WHAT THIS TASK INVOLVES:
Recast the entries starting with the line containing "of the night" and continuing through the line containing "<point>485,129</point>" as a two-column CSV with the headers instruction and answer. Give one row per entry, enclosing its text and its answer each in a single quoted field and replacing any line breaks with spaces.

RECORDS SHOWN:
---------------
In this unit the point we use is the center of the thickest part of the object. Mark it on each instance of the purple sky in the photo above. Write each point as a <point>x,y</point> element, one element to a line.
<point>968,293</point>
---------------
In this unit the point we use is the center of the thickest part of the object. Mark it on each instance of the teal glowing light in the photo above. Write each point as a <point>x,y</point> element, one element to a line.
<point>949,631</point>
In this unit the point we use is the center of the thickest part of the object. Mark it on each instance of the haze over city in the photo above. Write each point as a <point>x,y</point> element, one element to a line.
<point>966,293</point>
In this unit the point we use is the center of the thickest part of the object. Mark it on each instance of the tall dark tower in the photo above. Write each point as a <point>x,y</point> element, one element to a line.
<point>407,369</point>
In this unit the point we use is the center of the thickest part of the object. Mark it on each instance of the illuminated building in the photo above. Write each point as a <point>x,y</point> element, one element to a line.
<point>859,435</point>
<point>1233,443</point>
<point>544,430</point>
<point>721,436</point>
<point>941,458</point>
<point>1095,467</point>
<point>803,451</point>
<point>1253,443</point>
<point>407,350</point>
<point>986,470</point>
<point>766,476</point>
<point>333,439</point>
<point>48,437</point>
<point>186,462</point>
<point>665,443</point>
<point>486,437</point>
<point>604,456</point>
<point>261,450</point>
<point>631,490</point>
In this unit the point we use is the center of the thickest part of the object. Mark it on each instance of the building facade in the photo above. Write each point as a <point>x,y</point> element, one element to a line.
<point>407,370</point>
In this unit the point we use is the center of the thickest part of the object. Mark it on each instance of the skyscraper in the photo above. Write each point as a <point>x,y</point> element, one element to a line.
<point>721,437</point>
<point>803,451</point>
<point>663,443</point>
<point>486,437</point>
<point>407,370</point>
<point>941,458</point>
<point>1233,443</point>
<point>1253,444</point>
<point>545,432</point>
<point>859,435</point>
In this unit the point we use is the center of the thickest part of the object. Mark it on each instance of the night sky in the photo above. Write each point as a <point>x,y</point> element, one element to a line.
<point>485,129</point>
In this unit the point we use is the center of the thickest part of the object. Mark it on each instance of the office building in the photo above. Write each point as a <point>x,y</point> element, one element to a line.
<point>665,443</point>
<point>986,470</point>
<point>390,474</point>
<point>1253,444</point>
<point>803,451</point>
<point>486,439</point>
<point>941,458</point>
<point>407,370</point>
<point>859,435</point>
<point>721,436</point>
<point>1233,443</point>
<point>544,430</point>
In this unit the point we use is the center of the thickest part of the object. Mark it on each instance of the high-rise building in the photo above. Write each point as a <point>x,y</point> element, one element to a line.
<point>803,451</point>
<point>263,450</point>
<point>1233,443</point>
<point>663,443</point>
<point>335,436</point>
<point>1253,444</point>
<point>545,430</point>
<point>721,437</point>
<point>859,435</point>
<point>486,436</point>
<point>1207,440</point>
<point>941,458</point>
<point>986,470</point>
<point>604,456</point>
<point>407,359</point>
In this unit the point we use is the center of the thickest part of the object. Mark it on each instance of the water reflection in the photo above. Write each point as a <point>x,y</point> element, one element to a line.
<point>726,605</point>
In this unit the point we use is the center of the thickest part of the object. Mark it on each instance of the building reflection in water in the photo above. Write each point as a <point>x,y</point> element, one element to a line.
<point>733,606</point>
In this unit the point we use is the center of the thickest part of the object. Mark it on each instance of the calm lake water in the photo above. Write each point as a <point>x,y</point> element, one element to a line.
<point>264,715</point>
---------------
RESPONSE:
instruction,answer
"In this unit the point we use is the center of the thickest part of the object. Mark it on each instance of the night sky in the photo above. Write each point as a <point>x,y</point> element, one element to a line.","<point>485,129</point>"